Supplied text:
··········
So love at first sight does exist. Udo Schmitt knew it right away when he saw an Opel Bitter CD for the first time. This was nearly 40 years ago. He had just started work as an electrician at Opel in Kaiserslautern when a promo model of the legendary sports car rolled through the gates of the plant. “It was the most beautiful car I’d ever seen,” recalls Schmitt, now 60 and residing in Ulmet. “I had to go through a pile of car magazines to find out that it was a Bitter CD. No such thing as the Internet back then!”
Schmitt does not ‘drive’ a car. He’s cruising
He could not get over the memory of this automotive beauty, created for Opel by acclaimed designer Erich Bitter. It still had a hold on Schmitt when he became a passionate tinkerer and developed a taste in cars you wouldn’t normally expect from a boy from the rural Palatinate. Even today, he would never say that he simply ‘drives’ a car – what Schmitt does is ‘cruising.’ And as it so happens, GM-brand Chevrolet road cruisers are especially well suited to this task.
··········
Objectives:
1. Edit the rows from the first one through the row containing "(1003, 324)", replacing "jacket sleeve" with "coat sleeve" and changing nothing else.
2. Pick up the piece about Udo Schmitt and the Opel Bitter CD after its final sentence and continue it.

(Lines of data)
··········
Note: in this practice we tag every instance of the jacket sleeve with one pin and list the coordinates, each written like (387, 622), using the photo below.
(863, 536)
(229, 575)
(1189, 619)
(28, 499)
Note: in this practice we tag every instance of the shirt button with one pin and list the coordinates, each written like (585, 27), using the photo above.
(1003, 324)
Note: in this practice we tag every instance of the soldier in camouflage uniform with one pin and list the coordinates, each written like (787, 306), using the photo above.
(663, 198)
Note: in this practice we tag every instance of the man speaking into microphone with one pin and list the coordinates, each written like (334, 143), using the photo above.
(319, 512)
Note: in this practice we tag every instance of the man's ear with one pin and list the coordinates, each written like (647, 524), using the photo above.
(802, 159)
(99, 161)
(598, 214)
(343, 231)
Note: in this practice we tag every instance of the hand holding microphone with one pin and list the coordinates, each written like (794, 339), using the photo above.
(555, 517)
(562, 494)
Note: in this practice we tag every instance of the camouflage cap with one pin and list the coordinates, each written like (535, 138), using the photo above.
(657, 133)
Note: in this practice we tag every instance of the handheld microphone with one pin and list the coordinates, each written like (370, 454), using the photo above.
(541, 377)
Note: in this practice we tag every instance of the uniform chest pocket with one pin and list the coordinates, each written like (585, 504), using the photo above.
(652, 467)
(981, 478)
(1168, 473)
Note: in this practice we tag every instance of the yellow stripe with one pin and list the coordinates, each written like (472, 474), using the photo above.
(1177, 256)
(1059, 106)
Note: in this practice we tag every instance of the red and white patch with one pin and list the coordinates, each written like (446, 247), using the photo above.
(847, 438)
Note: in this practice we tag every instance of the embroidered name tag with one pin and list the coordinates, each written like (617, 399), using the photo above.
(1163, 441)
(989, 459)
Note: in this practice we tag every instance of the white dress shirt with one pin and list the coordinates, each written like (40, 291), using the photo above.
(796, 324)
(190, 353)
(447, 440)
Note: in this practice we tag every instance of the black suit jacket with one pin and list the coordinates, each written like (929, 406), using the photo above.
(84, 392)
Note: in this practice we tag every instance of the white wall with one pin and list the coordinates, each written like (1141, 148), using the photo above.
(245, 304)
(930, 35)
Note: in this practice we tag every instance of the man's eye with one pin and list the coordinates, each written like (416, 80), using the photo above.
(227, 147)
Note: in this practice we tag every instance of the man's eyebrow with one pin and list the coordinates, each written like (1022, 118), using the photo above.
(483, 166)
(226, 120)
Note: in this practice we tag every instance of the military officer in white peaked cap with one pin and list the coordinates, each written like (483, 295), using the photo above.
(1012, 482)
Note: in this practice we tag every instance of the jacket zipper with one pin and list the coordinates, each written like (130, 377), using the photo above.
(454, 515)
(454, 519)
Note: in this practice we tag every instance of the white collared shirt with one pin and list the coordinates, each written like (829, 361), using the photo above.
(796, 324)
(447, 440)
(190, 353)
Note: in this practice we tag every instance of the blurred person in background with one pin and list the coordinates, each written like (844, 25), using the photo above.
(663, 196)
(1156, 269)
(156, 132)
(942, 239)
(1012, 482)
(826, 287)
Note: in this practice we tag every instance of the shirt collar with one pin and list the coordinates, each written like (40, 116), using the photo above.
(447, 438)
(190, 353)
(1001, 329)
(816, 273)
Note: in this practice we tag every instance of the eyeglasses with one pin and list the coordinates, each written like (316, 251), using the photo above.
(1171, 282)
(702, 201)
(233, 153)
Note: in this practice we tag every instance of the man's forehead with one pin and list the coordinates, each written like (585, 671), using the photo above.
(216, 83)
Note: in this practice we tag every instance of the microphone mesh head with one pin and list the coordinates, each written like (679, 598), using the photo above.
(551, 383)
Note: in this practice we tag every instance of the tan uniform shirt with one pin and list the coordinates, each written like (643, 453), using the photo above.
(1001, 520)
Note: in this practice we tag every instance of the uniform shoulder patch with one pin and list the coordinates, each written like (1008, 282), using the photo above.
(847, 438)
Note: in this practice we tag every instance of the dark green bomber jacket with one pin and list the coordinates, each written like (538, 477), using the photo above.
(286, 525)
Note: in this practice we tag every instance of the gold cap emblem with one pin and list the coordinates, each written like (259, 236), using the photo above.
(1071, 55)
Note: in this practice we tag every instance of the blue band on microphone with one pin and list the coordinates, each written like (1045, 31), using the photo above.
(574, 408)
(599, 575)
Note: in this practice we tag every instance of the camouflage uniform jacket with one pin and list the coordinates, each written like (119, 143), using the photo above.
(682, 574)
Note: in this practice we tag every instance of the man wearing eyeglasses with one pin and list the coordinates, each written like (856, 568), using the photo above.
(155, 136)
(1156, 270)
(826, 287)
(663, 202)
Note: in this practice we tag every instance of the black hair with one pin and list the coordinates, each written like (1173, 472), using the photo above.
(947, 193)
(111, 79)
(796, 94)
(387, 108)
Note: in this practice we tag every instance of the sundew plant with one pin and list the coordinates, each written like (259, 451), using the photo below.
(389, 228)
··········
Answers to the exercise:
1.
Note: in this practice we tag every instance of the coat sleeve with one pin and list the coordinates, each written like (387, 622), using the photo below.
(863, 536)
(229, 575)
(1189, 619)
(28, 499)
Note: in this practice we tag every instance of the shirt button with one pin and list the coordinates, each written like (585, 27), using the photo above.
(1003, 324)

2.
energy crisis makes the 200-hp Camaro affordable
He was in luck: The energy crisis of the 1970s made second-hand, American-made gas guzzlers affordable for the less affluent. “When the gas prices began skyrocketing, people just wanted to get rid of their big American cars that often guzzled 20 liters per 100 kilometers.” That is how Schmitt, by now a maintenance technician at the Kaiserslautern plant railway, was able to afford a 1967 200-hp Camaro at such a young age. But the Bitter, which was produced only in very limited numbers, still remained out of reach.
“The seller poured me a vodka orange to seal the deal. She said she was a dancer at the Lido in Paris, which I think might have been a bit of an exaggeration.”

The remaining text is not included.